**Instructions to follow:**
How many lines in the rows below contain the string "jersey"? Case counts. Reply with the number alone.

**Data provided:**

━━━━━━━━━━━━━━━━

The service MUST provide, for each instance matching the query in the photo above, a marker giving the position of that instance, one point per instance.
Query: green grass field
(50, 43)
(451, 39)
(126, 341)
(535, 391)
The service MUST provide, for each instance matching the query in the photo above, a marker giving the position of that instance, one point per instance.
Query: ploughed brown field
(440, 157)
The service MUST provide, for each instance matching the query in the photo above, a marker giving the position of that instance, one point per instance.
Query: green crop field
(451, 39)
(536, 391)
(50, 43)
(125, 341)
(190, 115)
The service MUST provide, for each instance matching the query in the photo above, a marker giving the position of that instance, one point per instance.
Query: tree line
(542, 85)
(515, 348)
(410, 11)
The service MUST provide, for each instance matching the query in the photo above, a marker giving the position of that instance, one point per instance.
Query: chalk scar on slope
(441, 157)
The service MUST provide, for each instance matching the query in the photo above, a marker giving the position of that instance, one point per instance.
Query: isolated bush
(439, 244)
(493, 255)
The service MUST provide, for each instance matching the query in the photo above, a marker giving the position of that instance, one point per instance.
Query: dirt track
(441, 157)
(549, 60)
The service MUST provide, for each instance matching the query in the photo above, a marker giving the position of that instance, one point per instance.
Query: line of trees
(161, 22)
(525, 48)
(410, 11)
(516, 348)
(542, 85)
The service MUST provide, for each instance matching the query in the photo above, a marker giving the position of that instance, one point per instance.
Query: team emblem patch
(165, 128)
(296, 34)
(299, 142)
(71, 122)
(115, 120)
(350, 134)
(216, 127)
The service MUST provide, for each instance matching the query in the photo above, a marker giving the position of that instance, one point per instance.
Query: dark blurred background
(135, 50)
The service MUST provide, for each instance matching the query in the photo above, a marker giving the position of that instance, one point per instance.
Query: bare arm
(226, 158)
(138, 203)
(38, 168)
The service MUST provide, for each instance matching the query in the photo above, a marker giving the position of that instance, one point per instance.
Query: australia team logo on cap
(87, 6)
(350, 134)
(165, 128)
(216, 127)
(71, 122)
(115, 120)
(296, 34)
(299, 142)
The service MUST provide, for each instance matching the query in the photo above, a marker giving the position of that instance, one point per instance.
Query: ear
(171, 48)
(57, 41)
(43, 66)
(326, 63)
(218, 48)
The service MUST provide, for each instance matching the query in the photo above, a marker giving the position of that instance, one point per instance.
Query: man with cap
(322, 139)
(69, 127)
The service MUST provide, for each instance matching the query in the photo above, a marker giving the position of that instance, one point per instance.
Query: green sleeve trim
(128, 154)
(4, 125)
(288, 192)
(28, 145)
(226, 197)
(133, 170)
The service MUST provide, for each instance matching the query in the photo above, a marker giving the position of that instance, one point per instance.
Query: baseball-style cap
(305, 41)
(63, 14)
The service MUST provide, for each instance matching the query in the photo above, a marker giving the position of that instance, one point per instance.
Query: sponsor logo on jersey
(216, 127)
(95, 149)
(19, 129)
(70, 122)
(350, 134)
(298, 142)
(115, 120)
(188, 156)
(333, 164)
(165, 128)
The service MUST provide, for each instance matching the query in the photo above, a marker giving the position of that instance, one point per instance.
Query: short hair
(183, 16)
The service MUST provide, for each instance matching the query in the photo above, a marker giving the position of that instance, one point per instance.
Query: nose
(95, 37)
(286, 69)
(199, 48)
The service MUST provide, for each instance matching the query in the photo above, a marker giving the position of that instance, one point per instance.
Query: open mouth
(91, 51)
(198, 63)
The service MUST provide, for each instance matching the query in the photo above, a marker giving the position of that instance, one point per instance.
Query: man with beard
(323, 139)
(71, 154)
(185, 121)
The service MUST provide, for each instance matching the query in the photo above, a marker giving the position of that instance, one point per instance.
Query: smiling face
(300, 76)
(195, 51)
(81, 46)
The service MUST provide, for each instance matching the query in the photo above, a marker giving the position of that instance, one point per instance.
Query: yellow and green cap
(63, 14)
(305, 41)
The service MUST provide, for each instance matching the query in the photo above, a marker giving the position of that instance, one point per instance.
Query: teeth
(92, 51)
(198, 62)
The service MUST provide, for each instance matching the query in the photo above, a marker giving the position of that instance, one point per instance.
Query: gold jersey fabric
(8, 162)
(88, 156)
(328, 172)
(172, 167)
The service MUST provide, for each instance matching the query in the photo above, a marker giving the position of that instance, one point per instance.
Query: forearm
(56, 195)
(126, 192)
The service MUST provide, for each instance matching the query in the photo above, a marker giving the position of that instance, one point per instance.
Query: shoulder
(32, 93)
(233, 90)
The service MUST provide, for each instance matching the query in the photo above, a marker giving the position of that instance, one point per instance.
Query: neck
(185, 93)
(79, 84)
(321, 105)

━━━━━━━━━━━━━━━━

**Exercise response:**
2